The comment about Moodle badges and privacy names one badge management organization that does not automatically include earner emails. Which organization is it?

● **Passage provided**
'''

I am a l colleague of John's who was part of the same Moodle course. I don't have access to Moodle Tracker so will add my comments here. This is only intended to give you some insight into why this is a big issue for some people. If my tone is a bit strident, please take it in that spirit.
Online privacy is a big issue for all people no matter what their age. I believe that forcing Moodle participants to display email addresses deterred participants from claiming badges in the course John was talking about and would also prevent them from using this feature of the Moodle LMS with their students. I feel compelled when using badges in Moodle for online professional development events to post a prominent privacy alert warning people that Moodle does not give them control over whether this personal information will be displayed or not.
Using an email address to connect Moodle and Mozilla backpack makes sense to me. However, I've read the MZ privacy statement and it says: "Each badge you push to the Mozilla Badge Backpack contains your Persona username and data about what the badge means and who issued it." It does not say your Persona email address will be published in order to ensure you are who you say you are. The decision to include earner emails in badge assertions has been made at the Moodle end. Other badge management organizations (eg. Credly) do not automatically do that.

'''

● **Record set**
'''

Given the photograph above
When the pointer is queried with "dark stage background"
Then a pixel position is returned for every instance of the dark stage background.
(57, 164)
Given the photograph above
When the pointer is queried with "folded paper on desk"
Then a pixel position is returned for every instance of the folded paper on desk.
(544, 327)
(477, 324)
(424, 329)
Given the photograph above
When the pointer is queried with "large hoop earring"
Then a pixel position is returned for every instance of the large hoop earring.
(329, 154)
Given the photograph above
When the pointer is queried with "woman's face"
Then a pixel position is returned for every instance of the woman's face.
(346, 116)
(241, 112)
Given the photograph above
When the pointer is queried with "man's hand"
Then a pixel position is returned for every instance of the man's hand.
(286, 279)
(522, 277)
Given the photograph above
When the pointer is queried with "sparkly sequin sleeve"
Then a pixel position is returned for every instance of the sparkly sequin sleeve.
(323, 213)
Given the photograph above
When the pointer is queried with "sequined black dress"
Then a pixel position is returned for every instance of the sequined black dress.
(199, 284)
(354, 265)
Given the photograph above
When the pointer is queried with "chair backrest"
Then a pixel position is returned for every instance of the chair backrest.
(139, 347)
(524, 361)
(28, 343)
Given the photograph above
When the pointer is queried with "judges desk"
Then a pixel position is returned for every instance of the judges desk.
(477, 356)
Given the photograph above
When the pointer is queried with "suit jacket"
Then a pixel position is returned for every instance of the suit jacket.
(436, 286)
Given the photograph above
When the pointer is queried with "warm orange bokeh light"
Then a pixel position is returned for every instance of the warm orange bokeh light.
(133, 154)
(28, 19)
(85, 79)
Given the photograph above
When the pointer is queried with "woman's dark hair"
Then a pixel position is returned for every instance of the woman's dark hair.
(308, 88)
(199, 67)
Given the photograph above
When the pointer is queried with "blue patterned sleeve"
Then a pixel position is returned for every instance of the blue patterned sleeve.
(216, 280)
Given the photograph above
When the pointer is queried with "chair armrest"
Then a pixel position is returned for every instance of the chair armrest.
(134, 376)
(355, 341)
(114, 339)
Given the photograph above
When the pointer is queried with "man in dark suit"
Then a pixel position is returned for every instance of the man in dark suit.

'''

● **Solution**
Credly